What you will do:
Search the material below for the string "landing" and list each line that holds it.
..........
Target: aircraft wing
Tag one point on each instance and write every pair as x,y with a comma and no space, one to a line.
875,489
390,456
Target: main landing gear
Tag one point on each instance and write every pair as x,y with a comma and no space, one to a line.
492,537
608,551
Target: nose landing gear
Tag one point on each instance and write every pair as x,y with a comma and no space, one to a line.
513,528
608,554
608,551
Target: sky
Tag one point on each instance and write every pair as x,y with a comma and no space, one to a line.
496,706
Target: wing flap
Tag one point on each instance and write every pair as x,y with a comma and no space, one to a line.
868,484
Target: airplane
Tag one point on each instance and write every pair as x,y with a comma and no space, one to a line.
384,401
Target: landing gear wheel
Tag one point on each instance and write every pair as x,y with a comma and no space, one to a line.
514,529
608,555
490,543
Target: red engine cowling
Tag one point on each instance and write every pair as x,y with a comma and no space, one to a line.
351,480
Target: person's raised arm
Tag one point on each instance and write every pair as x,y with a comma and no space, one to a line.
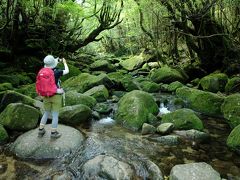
..........
Exercise output:
Target: main landing gear
Target: nose landing gear
Target: landing gear wheel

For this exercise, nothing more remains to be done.